- Document segment -
Beloved Custos of the Holy Land Reappointed
(PRWEB) July 03, 2013 -- Fr. Pierbattista Pizzaballa has been reappointed and confirmed for another three-year term as Custos of the Holy Land. This confirmation, an unusual third-straight term, first had to be chosen by the Franciscans and then approved by the Holy See. Fr. Pizzaballa, OFM, having been nominated and approved will now serve until his term ends in 2016.
Richard Sontag, director of the Franciscan Foundation for the Holy Land, recently interviewed Fr. Pizzaballa who serves as Chairman for the Foundation and asked him what he sees as the greatest accomplishment of his then nine year term.
Fr. Pizzaballa started by saying that nine years ago he naively had too many goals. Through his time as Custos, he had found that there were many things to do but there were also many things that he could not do. So he felt that he needed to better qualify the things that could be done.
He said, "The first thing is education."
Fr. Pizzaballa himself is well educated, having received a bachelor's degree in Theology from the Pontifical University in Rome as well as completing further studies at the Studium Biblicum Franciscanum where he received his licentiate in Biblical Theology. He subsequently obtained a Master's degree from the Hebrew University of Jerusalem.
He was also a professor of Modern Hebrew at the Franciscan Faculty of Biblical Sciences and Archaeology in Jerusalem.
He said that it is critical for Palestinian Christians to get an education if they want to get a decent job and therefore be able to stay in their homeland. But even more importantly he added, "The main challenge is to learn and to teach how to cooperate and to live together, that is the real education."
He went on to say, "The solution is not integration." He continued, "Integration does not work because there are real differences between the Muslims, the Christians and the Jews that are not going to disappear." He added, "The goal is co-existence - living together with others who have their own identity but at the same time building relations - positive relations with them."
He explained that the Middle East has always been a place where Muslims, Christians and Jews live together, sometimes well and sometimes with problems. Prejudices, fears, history, all these things are there.
"But," he added "this is part of our life as well as our future." He felt that the real work is to educate in order to overcome the emotional reactions to the differences.
He pondered that perhaps the Middle East is best equipped to teach these concepts to the Western countries who are now facing new challenges of intercultural, inter-religious societies.

- Exercise task A -
According to the article on the Custos of the Holy Land, in what year will Fr. Pizzaballa's new term end?
- Exercise task B -
From the article on the Custos of the Holy Land, transcribe the passage starting with "He explained that" and going on through "things are there.".
- Exercise task C -
In the article on the Custos of the Holy Land, why does Fr. Pizzaballa say that integration is not the solution?

- Entries shown -
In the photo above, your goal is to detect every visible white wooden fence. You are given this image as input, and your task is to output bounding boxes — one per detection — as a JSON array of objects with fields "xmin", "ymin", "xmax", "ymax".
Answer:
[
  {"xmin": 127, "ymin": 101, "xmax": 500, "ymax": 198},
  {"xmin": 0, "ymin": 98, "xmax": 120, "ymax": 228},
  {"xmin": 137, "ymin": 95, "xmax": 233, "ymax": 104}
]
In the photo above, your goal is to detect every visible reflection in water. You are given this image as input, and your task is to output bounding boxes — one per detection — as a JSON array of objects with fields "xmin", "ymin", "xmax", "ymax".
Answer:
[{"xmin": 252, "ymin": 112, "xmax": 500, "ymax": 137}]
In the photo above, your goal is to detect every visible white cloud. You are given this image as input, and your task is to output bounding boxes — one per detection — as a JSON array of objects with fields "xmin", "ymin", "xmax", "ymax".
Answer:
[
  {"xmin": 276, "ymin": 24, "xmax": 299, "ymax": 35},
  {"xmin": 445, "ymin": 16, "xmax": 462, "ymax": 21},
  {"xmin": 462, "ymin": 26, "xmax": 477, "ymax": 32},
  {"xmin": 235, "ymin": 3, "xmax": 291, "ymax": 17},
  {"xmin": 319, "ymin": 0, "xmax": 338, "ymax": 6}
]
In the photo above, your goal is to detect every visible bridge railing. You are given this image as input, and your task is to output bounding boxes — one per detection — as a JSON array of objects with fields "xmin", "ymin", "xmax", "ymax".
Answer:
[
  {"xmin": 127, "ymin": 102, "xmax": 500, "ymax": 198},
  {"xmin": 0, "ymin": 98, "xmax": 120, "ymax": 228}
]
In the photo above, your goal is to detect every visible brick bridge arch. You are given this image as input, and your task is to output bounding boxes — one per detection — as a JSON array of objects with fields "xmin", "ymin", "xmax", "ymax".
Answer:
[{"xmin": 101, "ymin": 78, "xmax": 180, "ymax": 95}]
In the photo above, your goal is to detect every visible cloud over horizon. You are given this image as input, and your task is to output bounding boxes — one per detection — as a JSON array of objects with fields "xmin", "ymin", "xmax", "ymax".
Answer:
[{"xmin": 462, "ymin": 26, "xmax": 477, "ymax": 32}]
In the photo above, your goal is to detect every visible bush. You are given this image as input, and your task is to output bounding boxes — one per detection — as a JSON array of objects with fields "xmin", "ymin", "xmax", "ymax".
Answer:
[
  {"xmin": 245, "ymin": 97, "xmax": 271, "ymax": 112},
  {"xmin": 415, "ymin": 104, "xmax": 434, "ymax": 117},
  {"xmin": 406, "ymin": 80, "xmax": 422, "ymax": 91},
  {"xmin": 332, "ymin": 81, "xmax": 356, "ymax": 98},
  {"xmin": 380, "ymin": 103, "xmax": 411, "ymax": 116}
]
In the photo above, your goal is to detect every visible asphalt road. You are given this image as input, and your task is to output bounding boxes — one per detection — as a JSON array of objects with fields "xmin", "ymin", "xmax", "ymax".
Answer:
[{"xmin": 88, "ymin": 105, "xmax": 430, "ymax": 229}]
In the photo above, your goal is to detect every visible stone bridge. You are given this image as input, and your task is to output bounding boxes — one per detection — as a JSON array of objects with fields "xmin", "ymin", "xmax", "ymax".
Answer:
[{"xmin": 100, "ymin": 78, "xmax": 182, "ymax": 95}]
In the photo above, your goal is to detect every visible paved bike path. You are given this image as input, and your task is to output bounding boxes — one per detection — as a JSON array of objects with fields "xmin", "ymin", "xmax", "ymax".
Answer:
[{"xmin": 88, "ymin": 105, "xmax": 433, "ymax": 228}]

- Task response A -
His term ends in 2016.

- Task response B -
He explained that the Middle East has always been a place where Muslims, Christians and Jews live together, sometimes well and sometimes with problems. Prejudices, fears, history, all these things are there.

- Task response C -
He says integration does not work because there are real differences between the Muslims, the Christians and the Jews that are not going to disappear. He sees the goal instead as co-existence, living together with others who keep their own identity while building positive relations with them.